### SUPPLIED MATERIAL ###

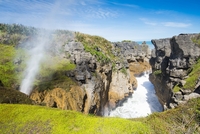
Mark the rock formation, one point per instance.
(100, 87)
(172, 61)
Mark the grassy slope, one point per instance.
(36, 119)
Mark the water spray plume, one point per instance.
(142, 103)
(36, 51)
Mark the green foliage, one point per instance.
(124, 71)
(36, 119)
(176, 88)
(193, 77)
(184, 119)
(157, 72)
(97, 46)
(196, 40)
(126, 41)
(7, 67)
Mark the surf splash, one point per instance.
(142, 103)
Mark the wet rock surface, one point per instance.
(174, 58)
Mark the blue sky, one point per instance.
(115, 20)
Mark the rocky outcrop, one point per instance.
(100, 87)
(174, 58)
(59, 98)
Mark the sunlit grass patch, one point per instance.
(36, 119)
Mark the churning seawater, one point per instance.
(142, 103)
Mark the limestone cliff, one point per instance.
(102, 84)
(172, 61)
(79, 71)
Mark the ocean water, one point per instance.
(151, 46)
(142, 103)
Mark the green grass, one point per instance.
(97, 46)
(193, 76)
(25, 119)
(184, 119)
(7, 67)
(196, 40)
(176, 88)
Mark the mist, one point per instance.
(36, 51)
(37, 47)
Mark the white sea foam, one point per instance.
(142, 103)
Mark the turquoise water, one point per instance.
(151, 46)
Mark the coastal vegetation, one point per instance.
(38, 119)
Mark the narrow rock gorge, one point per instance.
(92, 75)
(101, 86)
(174, 61)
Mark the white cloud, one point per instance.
(126, 5)
(148, 22)
(176, 24)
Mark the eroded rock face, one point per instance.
(173, 56)
(100, 88)
(59, 98)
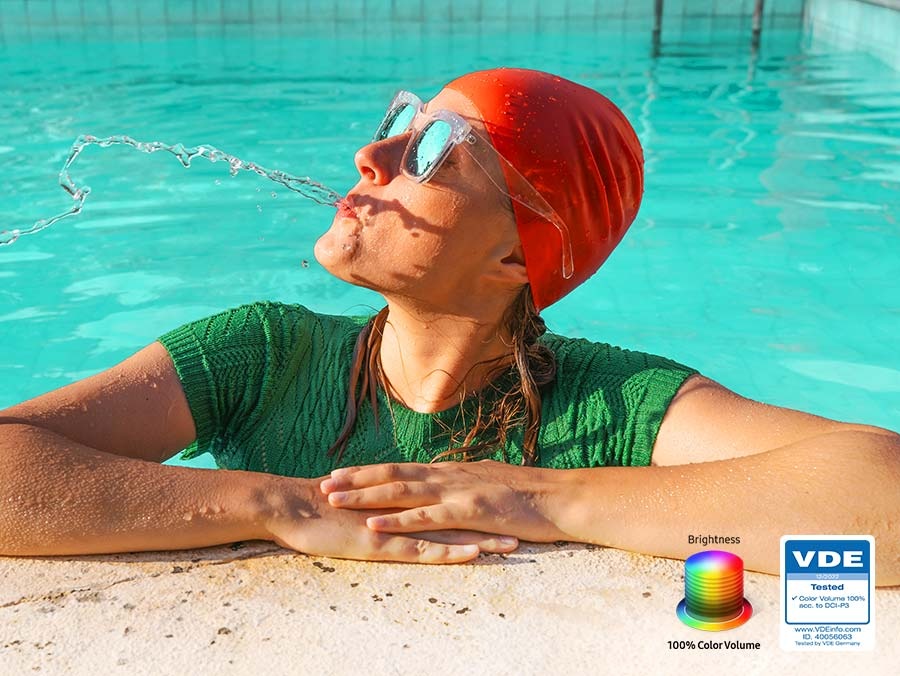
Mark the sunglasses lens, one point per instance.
(396, 121)
(428, 148)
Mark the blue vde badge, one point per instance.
(827, 592)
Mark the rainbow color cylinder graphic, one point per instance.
(714, 592)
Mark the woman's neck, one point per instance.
(430, 359)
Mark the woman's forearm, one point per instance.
(844, 482)
(58, 497)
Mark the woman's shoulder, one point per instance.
(271, 323)
(583, 355)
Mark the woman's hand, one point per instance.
(303, 520)
(487, 496)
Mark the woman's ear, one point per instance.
(512, 266)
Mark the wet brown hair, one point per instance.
(530, 365)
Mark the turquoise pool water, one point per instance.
(766, 253)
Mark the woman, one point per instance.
(472, 213)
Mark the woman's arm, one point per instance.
(81, 474)
(766, 472)
(845, 482)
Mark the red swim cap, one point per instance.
(578, 149)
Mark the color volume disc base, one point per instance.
(706, 625)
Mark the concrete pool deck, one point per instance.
(545, 608)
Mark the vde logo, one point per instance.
(830, 559)
(826, 556)
(827, 589)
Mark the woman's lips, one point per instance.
(345, 210)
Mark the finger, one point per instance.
(419, 550)
(394, 494)
(430, 517)
(487, 542)
(369, 475)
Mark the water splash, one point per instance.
(303, 185)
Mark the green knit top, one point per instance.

###

• [WHAT TO WORK ON]:
Beginning at the line where "Mark the finger, one point per instance." appears, extract each line through the end of the data above; keep them exact and include nothing else.

• [RESPONSE]:
Mark the finger, one point per instance.
(419, 550)
(394, 494)
(430, 517)
(487, 542)
(369, 475)
Mark the water splash, one point per instance.
(303, 185)
Mark the green knit top, one point per instance.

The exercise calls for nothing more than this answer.